Task prompt: Extract every line of the records below that contains the word "black", treating uppercase and lowercase as different.

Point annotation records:
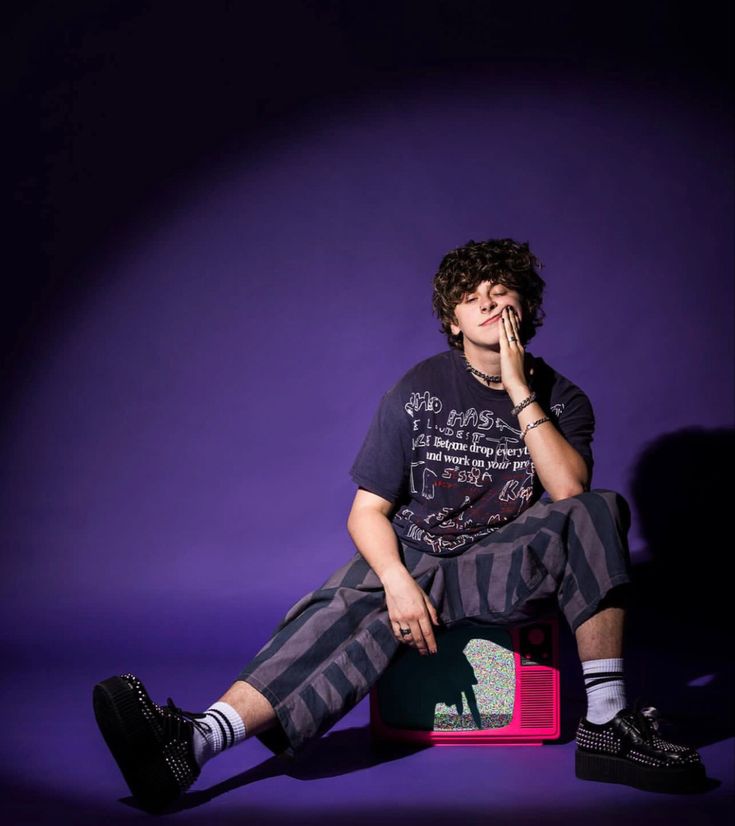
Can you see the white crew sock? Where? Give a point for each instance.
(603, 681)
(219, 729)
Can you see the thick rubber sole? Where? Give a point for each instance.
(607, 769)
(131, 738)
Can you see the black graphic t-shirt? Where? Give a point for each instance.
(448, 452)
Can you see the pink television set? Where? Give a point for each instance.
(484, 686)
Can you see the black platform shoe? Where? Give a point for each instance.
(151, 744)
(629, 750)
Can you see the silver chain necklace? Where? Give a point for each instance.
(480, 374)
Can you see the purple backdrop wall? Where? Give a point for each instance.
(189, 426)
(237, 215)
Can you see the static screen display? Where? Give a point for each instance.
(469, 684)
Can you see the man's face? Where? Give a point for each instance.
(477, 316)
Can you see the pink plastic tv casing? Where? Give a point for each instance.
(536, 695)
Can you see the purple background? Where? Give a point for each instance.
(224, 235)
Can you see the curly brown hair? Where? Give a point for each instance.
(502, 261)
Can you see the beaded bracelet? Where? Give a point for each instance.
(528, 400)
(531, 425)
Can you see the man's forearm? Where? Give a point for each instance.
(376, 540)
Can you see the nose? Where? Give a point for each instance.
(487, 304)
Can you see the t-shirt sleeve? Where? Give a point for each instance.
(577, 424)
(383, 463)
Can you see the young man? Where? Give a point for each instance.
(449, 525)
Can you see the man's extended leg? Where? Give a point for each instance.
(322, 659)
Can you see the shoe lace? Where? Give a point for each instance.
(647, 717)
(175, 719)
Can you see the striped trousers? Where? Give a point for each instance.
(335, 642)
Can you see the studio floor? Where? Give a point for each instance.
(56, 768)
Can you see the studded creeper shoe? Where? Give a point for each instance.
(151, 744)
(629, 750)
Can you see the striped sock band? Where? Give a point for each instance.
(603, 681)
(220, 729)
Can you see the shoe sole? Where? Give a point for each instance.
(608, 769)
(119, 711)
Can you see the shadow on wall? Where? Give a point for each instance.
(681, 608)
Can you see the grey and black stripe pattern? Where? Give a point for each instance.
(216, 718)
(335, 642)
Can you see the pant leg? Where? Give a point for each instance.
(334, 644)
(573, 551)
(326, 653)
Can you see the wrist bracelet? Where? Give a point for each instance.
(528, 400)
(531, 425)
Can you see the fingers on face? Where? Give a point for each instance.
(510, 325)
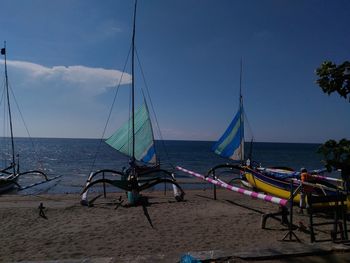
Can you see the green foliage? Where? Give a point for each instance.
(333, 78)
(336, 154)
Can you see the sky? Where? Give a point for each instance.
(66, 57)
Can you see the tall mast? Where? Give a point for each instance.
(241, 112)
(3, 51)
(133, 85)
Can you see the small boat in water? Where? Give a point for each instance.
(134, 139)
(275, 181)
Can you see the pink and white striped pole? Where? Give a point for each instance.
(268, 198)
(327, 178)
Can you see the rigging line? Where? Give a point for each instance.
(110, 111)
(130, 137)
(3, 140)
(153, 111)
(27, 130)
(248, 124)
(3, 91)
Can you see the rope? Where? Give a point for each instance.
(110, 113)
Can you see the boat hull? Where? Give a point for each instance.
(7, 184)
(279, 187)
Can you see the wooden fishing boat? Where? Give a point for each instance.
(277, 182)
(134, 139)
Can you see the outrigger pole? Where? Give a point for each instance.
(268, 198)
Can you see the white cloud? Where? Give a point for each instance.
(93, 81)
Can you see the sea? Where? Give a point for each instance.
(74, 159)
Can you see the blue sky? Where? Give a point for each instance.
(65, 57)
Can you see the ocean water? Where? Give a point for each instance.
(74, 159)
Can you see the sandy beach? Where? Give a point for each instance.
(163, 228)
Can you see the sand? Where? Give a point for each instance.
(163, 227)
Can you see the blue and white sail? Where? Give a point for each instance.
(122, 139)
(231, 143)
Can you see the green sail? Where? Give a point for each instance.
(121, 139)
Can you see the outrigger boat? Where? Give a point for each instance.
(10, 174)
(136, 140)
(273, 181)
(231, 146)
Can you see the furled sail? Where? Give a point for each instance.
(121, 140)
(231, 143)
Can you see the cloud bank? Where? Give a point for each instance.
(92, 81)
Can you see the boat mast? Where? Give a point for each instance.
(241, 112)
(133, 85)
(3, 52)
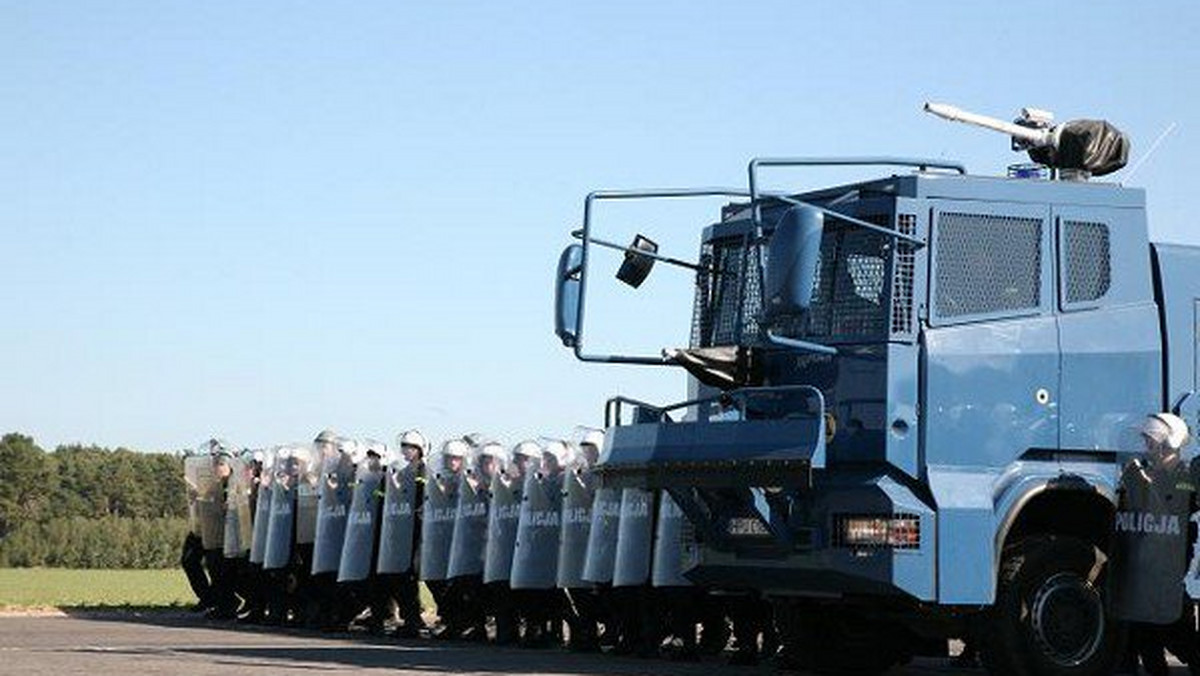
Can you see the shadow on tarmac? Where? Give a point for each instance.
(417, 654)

==

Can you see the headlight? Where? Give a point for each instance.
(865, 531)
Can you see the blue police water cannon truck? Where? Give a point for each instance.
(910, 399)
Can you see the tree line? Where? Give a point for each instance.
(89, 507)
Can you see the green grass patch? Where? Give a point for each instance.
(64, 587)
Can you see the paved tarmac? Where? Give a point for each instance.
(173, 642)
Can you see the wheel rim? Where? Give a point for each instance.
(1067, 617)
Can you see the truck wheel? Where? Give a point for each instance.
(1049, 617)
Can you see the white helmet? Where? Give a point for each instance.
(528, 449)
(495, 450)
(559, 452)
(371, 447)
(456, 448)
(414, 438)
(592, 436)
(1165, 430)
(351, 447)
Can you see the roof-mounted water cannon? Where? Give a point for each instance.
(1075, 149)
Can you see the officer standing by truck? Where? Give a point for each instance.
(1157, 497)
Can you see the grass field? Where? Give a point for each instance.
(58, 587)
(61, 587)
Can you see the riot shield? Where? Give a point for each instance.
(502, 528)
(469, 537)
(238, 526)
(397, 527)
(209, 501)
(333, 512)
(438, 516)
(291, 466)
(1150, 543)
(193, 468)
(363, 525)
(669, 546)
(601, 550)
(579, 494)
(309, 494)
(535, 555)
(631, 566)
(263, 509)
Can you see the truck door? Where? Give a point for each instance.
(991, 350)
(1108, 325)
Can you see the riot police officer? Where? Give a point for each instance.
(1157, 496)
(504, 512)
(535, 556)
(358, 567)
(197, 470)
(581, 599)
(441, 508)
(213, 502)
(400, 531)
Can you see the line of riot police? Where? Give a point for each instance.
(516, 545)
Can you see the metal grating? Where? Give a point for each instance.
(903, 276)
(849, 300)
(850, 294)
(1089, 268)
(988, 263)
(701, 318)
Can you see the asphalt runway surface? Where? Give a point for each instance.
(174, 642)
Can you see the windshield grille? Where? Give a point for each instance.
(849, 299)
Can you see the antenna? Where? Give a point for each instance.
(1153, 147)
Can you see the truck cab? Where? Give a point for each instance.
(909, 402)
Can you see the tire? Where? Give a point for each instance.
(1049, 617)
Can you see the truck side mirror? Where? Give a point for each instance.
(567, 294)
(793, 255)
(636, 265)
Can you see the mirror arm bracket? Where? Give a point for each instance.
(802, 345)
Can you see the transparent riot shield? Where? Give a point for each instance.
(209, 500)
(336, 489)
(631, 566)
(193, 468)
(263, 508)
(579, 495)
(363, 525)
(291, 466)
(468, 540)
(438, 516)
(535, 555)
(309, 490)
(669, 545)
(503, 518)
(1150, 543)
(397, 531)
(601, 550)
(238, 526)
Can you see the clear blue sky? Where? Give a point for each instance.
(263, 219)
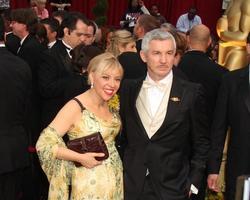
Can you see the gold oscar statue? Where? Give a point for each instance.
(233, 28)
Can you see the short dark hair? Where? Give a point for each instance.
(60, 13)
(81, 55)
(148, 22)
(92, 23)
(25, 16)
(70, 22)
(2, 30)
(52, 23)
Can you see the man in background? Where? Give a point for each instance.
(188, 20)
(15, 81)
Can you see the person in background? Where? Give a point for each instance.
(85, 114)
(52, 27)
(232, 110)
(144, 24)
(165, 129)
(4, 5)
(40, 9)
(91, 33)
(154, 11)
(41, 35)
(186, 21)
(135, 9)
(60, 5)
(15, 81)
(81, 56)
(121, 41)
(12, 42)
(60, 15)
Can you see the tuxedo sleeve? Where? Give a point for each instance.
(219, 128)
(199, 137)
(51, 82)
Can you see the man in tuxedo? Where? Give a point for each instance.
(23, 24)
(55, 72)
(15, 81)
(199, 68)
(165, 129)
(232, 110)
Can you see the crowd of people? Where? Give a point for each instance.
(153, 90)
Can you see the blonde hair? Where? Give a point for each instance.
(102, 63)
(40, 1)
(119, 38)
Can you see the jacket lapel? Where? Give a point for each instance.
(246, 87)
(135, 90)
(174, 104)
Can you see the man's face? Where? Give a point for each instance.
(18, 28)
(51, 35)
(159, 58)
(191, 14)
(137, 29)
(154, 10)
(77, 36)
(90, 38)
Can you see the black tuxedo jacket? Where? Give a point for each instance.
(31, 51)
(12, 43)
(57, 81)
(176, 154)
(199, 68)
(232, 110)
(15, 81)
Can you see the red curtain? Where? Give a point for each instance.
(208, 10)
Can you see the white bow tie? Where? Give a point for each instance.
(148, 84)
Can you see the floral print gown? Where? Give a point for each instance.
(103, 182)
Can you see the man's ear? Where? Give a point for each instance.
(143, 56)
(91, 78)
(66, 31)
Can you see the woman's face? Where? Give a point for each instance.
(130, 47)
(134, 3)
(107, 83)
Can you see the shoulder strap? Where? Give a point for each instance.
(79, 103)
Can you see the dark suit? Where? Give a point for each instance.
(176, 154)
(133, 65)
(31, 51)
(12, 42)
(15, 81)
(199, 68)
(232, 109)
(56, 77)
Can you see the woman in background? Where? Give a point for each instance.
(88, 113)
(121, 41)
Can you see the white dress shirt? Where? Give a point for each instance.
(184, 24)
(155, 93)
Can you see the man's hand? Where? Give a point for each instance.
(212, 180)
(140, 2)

---

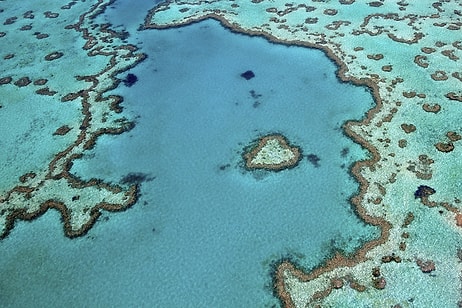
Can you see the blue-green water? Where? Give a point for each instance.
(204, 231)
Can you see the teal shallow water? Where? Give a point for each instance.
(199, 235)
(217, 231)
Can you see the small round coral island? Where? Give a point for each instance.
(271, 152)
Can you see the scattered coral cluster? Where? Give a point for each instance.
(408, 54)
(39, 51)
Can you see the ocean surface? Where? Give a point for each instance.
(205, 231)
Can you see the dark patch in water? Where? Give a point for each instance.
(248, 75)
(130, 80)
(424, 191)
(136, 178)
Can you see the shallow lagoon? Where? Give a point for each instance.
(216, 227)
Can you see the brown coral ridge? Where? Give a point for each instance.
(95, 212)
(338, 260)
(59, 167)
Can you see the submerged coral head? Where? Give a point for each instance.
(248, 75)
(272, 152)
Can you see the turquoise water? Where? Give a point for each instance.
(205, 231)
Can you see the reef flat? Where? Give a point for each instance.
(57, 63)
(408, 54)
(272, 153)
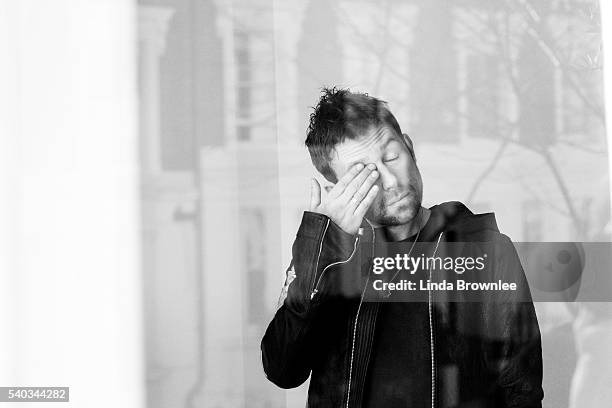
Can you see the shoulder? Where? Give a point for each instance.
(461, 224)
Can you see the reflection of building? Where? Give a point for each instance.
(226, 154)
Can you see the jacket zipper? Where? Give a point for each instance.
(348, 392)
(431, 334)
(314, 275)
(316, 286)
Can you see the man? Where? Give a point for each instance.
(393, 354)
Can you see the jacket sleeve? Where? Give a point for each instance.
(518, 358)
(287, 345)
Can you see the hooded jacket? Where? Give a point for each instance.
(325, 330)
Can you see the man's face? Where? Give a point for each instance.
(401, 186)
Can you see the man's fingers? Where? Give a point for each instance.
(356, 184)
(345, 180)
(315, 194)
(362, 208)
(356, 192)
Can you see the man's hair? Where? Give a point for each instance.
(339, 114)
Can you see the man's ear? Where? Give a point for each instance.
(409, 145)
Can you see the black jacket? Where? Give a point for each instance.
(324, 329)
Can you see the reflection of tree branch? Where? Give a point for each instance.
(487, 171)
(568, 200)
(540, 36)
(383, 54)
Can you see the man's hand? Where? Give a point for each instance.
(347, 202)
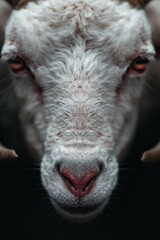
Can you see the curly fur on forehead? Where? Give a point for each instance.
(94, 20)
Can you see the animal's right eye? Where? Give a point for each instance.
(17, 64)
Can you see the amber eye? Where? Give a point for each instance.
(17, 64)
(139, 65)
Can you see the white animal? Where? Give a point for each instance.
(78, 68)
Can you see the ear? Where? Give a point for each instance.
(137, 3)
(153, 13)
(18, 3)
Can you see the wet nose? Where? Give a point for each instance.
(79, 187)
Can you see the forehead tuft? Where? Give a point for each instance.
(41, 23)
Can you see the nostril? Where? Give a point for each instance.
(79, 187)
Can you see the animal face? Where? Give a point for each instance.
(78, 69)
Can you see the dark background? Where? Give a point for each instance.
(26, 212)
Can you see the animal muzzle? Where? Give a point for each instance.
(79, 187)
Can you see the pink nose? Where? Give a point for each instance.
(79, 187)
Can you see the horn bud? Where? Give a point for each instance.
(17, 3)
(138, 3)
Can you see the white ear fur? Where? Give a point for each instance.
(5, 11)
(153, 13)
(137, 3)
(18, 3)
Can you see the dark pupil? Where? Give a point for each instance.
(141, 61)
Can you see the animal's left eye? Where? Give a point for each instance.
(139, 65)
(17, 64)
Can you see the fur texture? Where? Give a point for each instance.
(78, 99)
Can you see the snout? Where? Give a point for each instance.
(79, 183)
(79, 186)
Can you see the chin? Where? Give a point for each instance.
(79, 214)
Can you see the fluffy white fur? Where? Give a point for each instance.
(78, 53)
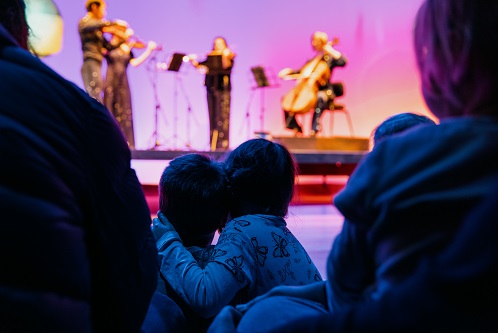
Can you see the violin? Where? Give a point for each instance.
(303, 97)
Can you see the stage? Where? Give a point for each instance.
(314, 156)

Expected answer:
Can you see the black graphic t-shirt? Where? Give a point for each instance.
Can you see the black platform shoe? Where? Give a point for each instance.
Can you see the grey and black stripe pattern? Where? Give a point for each instance.
Can you see the black tuxedo jacket? Where? Give a point for each instance.
Can you see the black jacket? Where? Give a point for each instance.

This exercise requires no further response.